■ Your objective ■
From the line that includes "The locate routine indicates the refrigerator" to the last line of the records that follow, copy every line exactly and nothing more, omitting pictures.

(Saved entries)
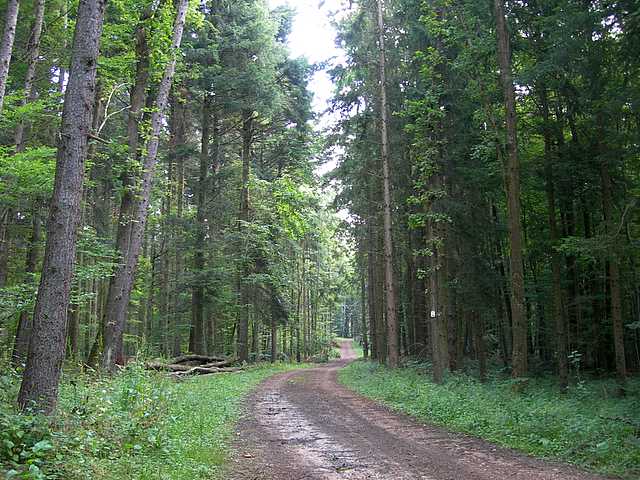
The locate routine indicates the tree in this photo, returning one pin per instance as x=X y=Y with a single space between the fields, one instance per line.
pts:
x=47 y=343
x=130 y=234
x=390 y=295
x=512 y=184
x=6 y=47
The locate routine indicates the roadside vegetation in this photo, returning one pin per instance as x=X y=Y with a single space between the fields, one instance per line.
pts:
x=135 y=425
x=588 y=426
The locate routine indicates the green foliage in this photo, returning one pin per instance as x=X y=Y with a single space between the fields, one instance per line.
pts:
x=587 y=426
x=136 y=425
x=26 y=175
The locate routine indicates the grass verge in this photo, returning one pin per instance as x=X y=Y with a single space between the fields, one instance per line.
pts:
x=586 y=427
x=136 y=425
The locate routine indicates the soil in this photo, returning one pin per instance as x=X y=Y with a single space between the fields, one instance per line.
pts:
x=303 y=425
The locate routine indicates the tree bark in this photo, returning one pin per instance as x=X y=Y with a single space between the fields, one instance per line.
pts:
x=393 y=353
x=363 y=314
x=33 y=49
x=122 y=282
x=6 y=47
x=614 y=276
x=47 y=343
x=512 y=184
x=25 y=324
x=197 y=345
x=556 y=269
x=243 y=321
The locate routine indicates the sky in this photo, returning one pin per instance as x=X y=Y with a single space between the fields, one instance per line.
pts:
x=313 y=37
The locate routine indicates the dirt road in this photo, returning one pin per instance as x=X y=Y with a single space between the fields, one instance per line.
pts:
x=303 y=425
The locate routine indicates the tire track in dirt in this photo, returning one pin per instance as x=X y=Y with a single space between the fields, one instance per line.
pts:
x=303 y=425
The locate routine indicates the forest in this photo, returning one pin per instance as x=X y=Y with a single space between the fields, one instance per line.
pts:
x=180 y=221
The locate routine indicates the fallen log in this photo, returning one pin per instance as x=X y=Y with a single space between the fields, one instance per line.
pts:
x=204 y=371
x=223 y=363
x=197 y=358
x=164 y=367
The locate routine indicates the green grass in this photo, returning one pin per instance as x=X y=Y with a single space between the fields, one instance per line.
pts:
x=587 y=426
x=358 y=348
x=136 y=425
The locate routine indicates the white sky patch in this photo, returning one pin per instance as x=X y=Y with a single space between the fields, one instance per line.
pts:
x=313 y=36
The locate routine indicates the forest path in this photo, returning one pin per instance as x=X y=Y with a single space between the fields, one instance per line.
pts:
x=303 y=425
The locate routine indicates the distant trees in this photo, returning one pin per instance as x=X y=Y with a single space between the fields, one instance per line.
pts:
x=503 y=184
x=199 y=226
x=47 y=342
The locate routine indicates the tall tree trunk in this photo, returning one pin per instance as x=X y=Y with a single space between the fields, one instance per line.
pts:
x=33 y=47
x=47 y=343
x=179 y=125
x=393 y=354
x=6 y=47
x=614 y=275
x=243 y=321
x=363 y=314
x=197 y=344
x=25 y=323
x=556 y=269
x=512 y=184
x=274 y=338
x=477 y=326
x=5 y=216
x=122 y=282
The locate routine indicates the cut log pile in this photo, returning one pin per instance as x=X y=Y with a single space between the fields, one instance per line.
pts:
x=186 y=365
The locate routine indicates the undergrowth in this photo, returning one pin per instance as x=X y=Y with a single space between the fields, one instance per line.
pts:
x=587 y=426
x=135 y=425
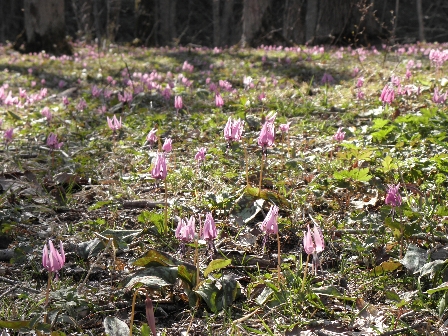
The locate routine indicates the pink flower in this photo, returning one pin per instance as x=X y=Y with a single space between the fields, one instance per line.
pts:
x=393 y=197
x=167 y=145
x=113 y=123
x=8 y=134
x=65 y=101
x=315 y=247
x=267 y=135
x=439 y=98
x=47 y=113
x=95 y=91
x=269 y=225
x=360 y=82
x=178 y=104
x=233 y=130
x=200 y=155
x=327 y=79
x=152 y=137
x=125 y=98
x=219 y=102
x=284 y=128
x=387 y=95
x=52 y=142
x=166 y=93
x=209 y=229
x=82 y=105
x=339 y=135
x=159 y=170
x=53 y=260
x=185 y=230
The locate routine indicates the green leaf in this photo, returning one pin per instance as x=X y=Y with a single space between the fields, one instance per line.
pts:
x=388 y=164
x=386 y=266
x=394 y=225
x=148 y=281
x=361 y=175
x=15 y=325
x=415 y=258
x=216 y=265
x=115 y=327
x=153 y=277
x=155 y=218
x=208 y=291
x=379 y=123
x=219 y=294
x=333 y=292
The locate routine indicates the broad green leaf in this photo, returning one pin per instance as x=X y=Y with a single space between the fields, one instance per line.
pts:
x=386 y=266
x=167 y=274
x=208 y=292
x=415 y=258
x=333 y=292
x=364 y=155
x=264 y=296
x=156 y=258
x=15 y=325
x=379 y=123
x=269 y=195
x=388 y=164
x=155 y=218
x=121 y=235
x=148 y=281
x=115 y=327
x=361 y=175
x=394 y=225
x=216 y=265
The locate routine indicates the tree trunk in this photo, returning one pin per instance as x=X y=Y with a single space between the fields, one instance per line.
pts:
x=45 y=27
x=253 y=12
x=113 y=14
x=227 y=23
x=312 y=11
x=421 y=27
x=167 y=19
x=294 y=21
x=216 y=23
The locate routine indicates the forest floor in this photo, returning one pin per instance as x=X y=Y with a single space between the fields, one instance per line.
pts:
x=382 y=271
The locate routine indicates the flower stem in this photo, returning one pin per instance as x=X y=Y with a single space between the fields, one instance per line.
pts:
x=47 y=294
x=261 y=174
x=305 y=273
x=134 y=297
x=166 y=207
x=246 y=161
x=279 y=259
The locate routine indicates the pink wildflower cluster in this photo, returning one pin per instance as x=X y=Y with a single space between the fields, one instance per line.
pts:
x=113 y=123
x=233 y=130
x=52 y=260
x=52 y=142
x=159 y=170
x=313 y=243
x=267 y=133
x=438 y=57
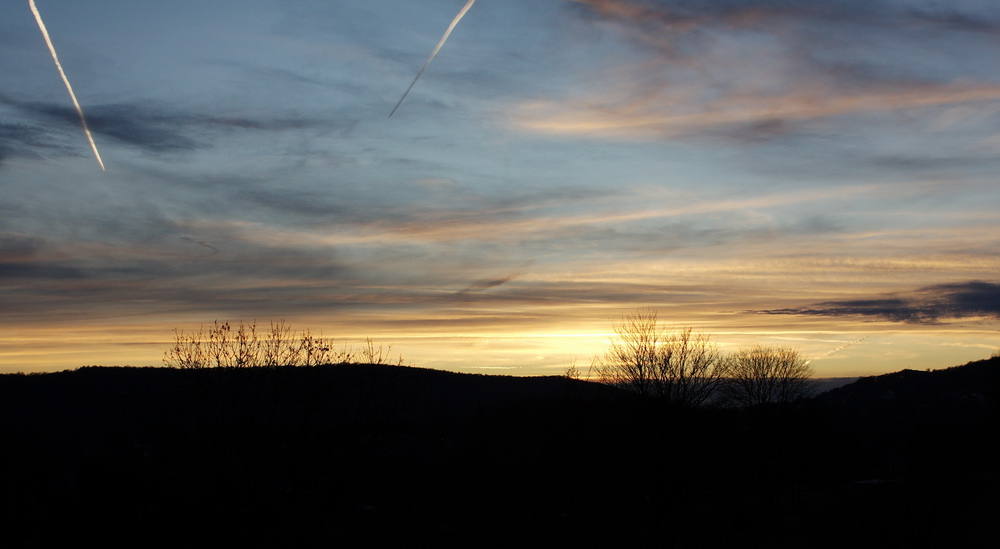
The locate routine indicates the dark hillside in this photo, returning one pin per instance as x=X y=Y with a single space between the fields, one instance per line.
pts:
x=377 y=455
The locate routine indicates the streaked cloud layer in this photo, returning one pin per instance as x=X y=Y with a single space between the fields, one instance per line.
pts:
x=807 y=173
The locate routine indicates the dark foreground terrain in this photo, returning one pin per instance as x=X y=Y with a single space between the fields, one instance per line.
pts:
x=373 y=456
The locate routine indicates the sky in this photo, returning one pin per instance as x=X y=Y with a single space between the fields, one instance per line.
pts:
x=816 y=174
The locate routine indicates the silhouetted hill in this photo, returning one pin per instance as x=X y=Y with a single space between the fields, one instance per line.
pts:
x=376 y=455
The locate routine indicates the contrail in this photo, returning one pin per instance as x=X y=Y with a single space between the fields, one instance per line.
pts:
x=838 y=349
x=437 y=48
x=79 y=110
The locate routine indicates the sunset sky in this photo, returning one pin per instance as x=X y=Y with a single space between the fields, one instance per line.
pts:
x=793 y=172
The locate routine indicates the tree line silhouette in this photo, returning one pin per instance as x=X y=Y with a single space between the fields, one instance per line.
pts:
x=684 y=368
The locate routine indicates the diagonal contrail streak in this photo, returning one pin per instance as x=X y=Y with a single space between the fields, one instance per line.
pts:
x=79 y=110
x=437 y=48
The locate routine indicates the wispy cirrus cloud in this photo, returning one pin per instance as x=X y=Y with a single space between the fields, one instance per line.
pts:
x=150 y=127
x=926 y=305
x=744 y=70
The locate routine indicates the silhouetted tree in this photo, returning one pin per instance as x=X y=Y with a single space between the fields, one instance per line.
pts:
x=761 y=375
x=222 y=345
x=679 y=366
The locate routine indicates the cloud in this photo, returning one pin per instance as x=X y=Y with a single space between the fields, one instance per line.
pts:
x=749 y=70
x=926 y=305
x=150 y=127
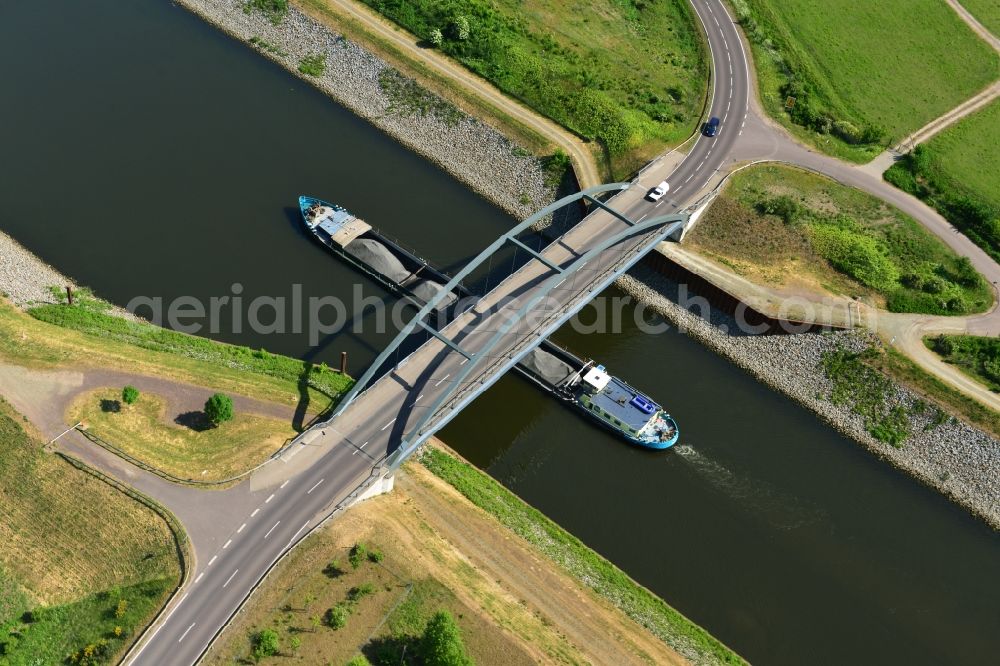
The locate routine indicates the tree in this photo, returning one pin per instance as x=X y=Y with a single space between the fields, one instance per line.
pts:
x=130 y=395
x=359 y=660
x=461 y=27
x=441 y=644
x=219 y=408
x=265 y=644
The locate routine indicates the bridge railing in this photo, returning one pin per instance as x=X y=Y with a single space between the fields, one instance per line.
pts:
x=454 y=400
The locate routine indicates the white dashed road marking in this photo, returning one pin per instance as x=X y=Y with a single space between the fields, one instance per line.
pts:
x=230 y=579
x=185 y=632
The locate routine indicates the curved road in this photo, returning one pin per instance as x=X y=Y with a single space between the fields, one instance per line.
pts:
x=281 y=504
x=278 y=506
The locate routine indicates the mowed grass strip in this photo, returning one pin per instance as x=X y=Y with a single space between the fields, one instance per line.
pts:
x=976 y=356
x=148 y=431
x=57 y=336
x=630 y=75
x=986 y=12
x=956 y=173
x=65 y=533
x=579 y=561
x=794 y=229
x=889 y=66
x=968 y=154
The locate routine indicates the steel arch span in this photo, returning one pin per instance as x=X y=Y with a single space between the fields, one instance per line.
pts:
x=449 y=402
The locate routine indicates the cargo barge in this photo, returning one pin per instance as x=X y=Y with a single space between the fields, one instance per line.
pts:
x=582 y=385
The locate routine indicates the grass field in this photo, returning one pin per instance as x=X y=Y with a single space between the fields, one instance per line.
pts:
x=73 y=549
x=381 y=624
x=955 y=172
x=147 y=431
x=628 y=74
x=976 y=356
x=986 y=12
x=793 y=229
x=576 y=559
x=59 y=336
x=862 y=74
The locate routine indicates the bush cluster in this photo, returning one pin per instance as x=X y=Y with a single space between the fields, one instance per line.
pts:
x=868 y=392
x=979 y=356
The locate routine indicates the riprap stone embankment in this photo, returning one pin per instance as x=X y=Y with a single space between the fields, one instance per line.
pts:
x=952 y=457
x=472 y=151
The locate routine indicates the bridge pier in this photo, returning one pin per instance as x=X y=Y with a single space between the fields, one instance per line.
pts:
x=381 y=487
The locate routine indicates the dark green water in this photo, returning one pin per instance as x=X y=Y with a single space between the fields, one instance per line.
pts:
x=144 y=153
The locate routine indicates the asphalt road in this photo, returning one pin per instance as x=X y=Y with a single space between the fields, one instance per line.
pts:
x=291 y=496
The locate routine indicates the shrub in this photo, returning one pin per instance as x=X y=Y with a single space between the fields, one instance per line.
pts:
x=944 y=346
x=359 y=660
x=130 y=395
x=358 y=554
x=460 y=27
x=264 y=644
x=219 y=408
x=336 y=617
x=441 y=644
x=333 y=569
x=848 y=132
x=784 y=206
x=864 y=258
x=359 y=592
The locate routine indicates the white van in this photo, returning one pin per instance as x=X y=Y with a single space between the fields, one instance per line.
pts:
x=657 y=192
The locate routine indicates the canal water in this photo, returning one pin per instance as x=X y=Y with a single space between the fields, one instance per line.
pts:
x=146 y=154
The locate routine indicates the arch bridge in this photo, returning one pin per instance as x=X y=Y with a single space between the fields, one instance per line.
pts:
x=485 y=338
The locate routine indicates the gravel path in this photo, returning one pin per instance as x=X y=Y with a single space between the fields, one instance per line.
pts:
x=956 y=459
x=473 y=152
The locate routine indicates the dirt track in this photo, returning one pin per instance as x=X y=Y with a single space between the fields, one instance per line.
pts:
x=583 y=161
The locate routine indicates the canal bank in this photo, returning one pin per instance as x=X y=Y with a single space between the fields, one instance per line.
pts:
x=471 y=151
x=781 y=537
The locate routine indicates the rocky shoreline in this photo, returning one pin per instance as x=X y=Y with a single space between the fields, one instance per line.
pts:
x=954 y=458
x=473 y=152
x=24 y=278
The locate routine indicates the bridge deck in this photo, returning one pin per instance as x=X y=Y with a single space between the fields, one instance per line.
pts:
x=395 y=408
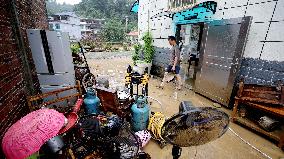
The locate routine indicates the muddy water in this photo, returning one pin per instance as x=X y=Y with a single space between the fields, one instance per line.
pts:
x=227 y=147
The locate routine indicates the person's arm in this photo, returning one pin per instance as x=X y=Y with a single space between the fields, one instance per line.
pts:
x=177 y=57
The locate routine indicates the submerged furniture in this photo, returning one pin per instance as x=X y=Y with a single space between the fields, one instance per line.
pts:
x=266 y=99
x=110 y=102
x=62 y=100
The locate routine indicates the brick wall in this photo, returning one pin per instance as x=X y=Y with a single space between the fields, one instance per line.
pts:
x=13 y=71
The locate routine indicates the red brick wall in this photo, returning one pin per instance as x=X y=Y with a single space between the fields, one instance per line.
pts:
x=13 y=92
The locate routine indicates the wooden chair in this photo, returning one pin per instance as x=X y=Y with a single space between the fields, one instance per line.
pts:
x=110 y=102
x=267 y=99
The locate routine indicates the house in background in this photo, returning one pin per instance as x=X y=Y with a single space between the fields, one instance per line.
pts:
x=90 y=28
x=234 y=39
x=132 y=37
x=66 y=22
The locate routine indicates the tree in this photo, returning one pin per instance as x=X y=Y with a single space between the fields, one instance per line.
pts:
x=113 y=31
x=108 y=9
x=53 y=7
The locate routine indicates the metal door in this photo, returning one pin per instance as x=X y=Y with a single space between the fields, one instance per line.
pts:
x=222 y=48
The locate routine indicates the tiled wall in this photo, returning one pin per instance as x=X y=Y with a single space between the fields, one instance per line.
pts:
x=31 y=14
x=263 y=54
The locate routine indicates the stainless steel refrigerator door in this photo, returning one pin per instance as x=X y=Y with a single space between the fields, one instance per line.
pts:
x=222 y=48
x=37 y=49
x=57 y=52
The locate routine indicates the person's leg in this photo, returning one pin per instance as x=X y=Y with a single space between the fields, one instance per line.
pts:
x=179 y=81
x=168 y=69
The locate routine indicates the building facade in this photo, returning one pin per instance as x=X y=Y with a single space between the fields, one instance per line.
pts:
x=90 y=28
x=18 y=77
x=66 y=22
x=265 y=41
x=240 y=40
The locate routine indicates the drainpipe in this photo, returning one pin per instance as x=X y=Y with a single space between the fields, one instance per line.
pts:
x=22 y=54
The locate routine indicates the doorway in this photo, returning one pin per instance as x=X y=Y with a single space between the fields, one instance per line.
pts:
x=189 y=37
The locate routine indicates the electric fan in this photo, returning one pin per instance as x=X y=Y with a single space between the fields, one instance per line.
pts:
x=194 y=126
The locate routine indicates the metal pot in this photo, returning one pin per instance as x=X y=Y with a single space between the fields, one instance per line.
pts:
x=53 y=145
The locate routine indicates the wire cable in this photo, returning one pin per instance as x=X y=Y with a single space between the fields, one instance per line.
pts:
x=246 y=142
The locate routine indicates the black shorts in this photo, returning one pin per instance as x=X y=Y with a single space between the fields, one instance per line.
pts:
x=169 y=69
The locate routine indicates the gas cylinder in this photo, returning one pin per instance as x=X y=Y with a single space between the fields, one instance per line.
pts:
x=92 y=102
x=140 y=114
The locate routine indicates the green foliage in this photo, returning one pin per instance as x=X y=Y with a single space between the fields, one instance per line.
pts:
x=75 y=48
x=108 y=47
x=125 y=47
x=110 y=10
x=135 y=55
x=113 y=31
x=148 y=49
x=53 y=7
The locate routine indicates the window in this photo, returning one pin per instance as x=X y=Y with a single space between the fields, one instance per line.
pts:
x=50 y=26
x=57 y=26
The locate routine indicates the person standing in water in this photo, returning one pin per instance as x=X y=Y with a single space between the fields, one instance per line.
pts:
x=174 y=65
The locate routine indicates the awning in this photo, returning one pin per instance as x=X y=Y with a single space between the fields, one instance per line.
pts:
x=201 y=12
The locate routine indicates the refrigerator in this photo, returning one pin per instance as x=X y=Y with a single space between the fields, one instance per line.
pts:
x=53 y=60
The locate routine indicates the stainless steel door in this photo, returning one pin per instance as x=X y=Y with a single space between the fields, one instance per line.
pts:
x=222 y=48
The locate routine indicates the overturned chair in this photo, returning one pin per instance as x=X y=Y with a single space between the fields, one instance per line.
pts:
x=111 y=103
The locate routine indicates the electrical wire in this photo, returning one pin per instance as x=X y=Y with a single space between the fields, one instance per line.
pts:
x=157 y=101
x=246 y=142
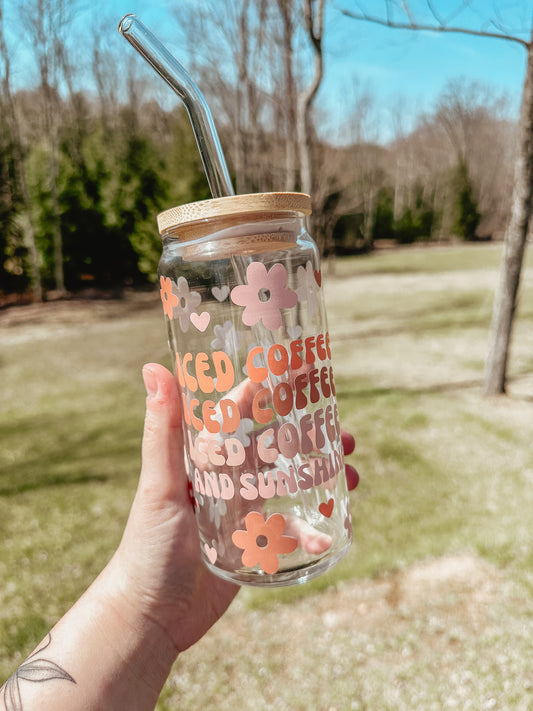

■ Result for this task ■
The locate routine indicates the refrigerator in this photo, returning one pin per instance as x=X y=Y with a single space between the fields, one instance per line.
pts:
x=53 y=60
The locate routine indicates the stainless steel door in this photo, returning one pin per instance as x=X y=Y with a single space between the fields, one instance per line.
pts:
x=222 y=48
The locate routine indicates the overturned chair in this photo, returning one pin per instance as x=X y=Y with a single space between the fields, one instance per line.
pts:
x=111 y=103
The locate routine indicates the electrical wire in this photo, returning one pin per instance as x=X y=Y with a single space between the fields, one instance per line.
pts:
x=157 y=101
x=246 y=142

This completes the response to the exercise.